▶ Text shown
Uganda (weather benchmark: Kampala)
- March 14-16: humid pattern with thunderstorms or spot storms, highs around 28-30°C.
- Short-term market effect: slightly supportive for premium lots. Repeated storms can slow drying, cleaning, loading, and inland transport, especially for export-quality seed handling.
📦 Trade flow and recent context
- Paraguay’s chia industry continues to market itself as the leading global supplier, reinforcing the idea that Europe can source Paraguayan product relatively consistently.
- For Uganda, the market is less about bulk global dominance and more about niche value-added supply.
- In Europe, that means Paraguayan chia is likely to anchor the conventional price floor, while Ugandan organic lots track specialty demand and quality availability.
📆 Trading outlook
- For buyers of conventional chia: Paraguay looks adequately supplied; hand-to-mouth coverage remains reasonable unless weather in Paraguay worsens materially.
- For buyers of organic chia: Uganda’s premium is justified by certification and purity; waiting for a major dip may be risky if storm-related logistics persist.
- For sellers: Paraguay sellers may need stronger weather or freight disruption to lift offers meaningfully above current levels.

▶ Recorded data
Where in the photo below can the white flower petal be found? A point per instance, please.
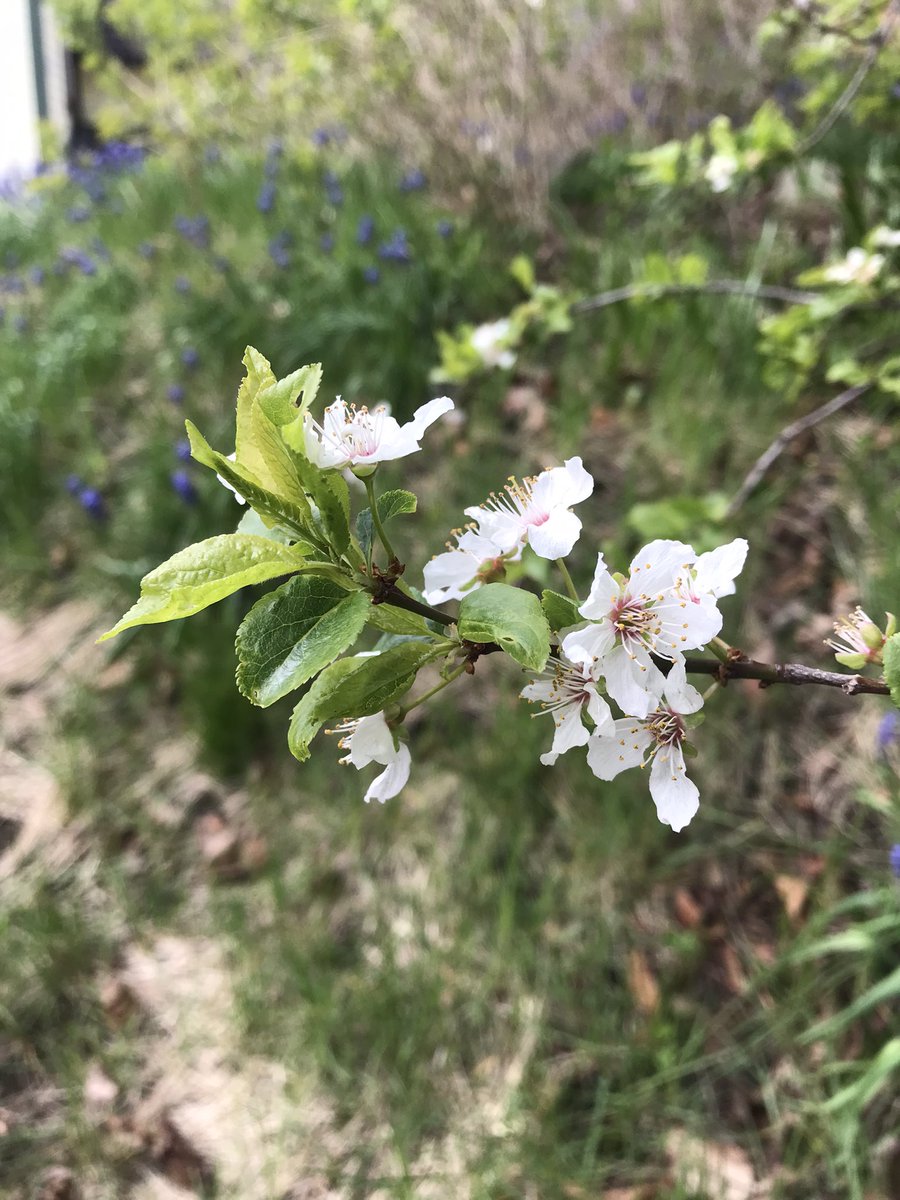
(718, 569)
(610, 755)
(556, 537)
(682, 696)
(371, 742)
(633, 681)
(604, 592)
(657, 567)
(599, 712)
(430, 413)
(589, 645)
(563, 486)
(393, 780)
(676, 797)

--

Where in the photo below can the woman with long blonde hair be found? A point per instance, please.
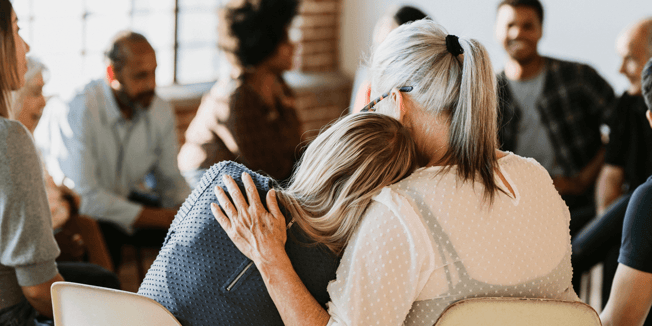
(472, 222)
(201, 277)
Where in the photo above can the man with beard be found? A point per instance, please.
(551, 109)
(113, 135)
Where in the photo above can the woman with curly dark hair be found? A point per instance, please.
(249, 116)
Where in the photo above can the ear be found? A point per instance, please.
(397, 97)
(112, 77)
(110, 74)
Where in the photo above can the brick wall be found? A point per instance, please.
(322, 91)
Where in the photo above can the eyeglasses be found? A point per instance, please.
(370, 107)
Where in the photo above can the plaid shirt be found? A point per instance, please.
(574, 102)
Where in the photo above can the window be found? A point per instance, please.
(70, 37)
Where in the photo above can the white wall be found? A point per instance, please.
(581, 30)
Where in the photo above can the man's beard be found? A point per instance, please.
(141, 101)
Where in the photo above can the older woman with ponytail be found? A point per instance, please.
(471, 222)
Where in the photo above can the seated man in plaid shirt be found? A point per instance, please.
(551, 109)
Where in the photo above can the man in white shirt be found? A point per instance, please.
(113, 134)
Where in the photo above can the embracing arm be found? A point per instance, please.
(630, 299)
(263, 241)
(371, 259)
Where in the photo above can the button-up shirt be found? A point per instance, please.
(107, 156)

▶ Brief 1
Turn the bullet in the chia market text that begins "Short-term market effect" into a short list that keeps its main facts.
▶ Brief 2
Reproduce the chia market text word for word, everything from "Uganda (weather benchmark: Kampala)" down to "export-quality seed handling.".

▶ Answer space 1
- Short-term effect: slightly supportive for premium lots.
- Repeated storms can slow drying, cleaning, loading, and inland transport.
- Export-quality seed handling is hit hardest.

▶ Answer space 2
Uganda (weather benchmark: Kampala)
- March 14-16: humid pattern with thunderstorms or spot storms, highs around 28-30°C.
- Short-term market effect: slightly supportive for premium lots. Repeated storms can slow drying, cleaning, loading, and inland transport, especially for export-quality seed handling.